◆ **WRITTEN REQUEST 1**
Answer these questions using the clustering article:
(a) What other name does it give for single linkage clustering?
(b) How many variations of the algorithm does it list?
(c) In complete link clustering, what measure of the merged cluster is smallest?
◆ **WRITTEN REQUEST 2**
Reproduce the part of the clustering article from "- consider each" to "their own points.", word for word.

◆ **EXTRACT**
UL — Clustering

3 min readApr 23, 2020

One of the classic unsupervised learning problem is — clustering. Given several points, along with relations (or distances) between these points, create partitions such that points closer to each other, in terms of relation or distance reside in same cluster.

Single Linkage Clustering (SLC)

SLC is a clustering algorithm which is simple and intuitive. It is also known as hierarchical agglomerative clustering (HAC). The algorithm in simplest form can be given as follows:

- consider each object cluster (say for n objects)
- define inter cluster distance (some form of relation) as the distance between two closest points in the two nearest cluster
- merge two closest clusters
- repeat n-k times to make n clusters

There are three variation to this algorithm as follows:

Single Link Clustering — Two clusters whose two closest members have the smallest distance are merged by iteration
Complete Link Clustering — Two clusters are merged together, when they are merged will have smallest diameter
Average Link Clustering — Two clusters are merged together, when then have the shortest distance between the averages of the distances between their own points.

Dataset items
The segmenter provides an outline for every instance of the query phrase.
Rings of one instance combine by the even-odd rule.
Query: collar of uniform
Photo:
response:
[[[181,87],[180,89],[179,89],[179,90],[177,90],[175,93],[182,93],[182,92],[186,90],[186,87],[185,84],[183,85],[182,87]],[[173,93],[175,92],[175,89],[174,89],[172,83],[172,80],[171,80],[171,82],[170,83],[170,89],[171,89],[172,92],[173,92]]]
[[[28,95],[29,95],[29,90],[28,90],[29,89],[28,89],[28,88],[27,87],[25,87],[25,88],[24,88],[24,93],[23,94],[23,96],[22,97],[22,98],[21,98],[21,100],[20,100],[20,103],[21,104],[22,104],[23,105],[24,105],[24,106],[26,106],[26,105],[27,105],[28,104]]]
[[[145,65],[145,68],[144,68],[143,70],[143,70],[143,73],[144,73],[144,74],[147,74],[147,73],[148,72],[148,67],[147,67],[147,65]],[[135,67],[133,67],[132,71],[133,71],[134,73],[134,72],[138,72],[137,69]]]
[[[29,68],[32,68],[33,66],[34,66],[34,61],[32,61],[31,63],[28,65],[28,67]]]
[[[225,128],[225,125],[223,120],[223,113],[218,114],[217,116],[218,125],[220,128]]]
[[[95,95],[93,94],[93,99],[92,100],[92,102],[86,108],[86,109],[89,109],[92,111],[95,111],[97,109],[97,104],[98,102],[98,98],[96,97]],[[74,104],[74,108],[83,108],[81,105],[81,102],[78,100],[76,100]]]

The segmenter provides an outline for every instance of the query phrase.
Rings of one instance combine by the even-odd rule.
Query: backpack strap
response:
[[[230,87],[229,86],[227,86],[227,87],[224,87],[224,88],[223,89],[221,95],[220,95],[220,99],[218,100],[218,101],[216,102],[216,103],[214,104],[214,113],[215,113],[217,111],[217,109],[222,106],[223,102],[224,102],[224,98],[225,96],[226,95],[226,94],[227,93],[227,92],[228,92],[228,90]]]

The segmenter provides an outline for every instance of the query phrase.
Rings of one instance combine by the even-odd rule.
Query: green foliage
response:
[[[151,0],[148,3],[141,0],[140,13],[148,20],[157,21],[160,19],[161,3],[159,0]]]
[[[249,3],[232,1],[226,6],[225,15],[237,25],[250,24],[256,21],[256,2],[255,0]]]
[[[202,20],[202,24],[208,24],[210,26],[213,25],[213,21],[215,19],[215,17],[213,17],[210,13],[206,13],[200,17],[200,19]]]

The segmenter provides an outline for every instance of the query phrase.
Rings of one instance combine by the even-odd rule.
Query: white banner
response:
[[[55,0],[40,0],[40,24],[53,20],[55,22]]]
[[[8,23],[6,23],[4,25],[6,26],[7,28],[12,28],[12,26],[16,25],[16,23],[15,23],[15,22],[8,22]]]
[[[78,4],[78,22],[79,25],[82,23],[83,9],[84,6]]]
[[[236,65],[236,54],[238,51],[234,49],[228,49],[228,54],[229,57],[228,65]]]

◆ **OUTPUT 1**
(a) Hierarchical agglomerative clustering (HAC)
(b) Three
(c) Its diameter

◆ **OUTPUT 2**
- consider each object cluster (say for n objects)
- define inter cluster distance (some form of relation) as the distance between two closest points in the two nearest cluster
- merge two closest clusters
- repeat n-k times to make n clusters

There are three variation to this algorithm as follows:

Single Link Clustering — Two clusters whose two closest members have the smallest distance are merged by iteration
Complete Link Clustering — Two clusters are merged together, when they are merged will have smallest diameter
Average Link Clustering — Two clusters are merged together, when then have the shortest distance between the averages of the distances between their own points.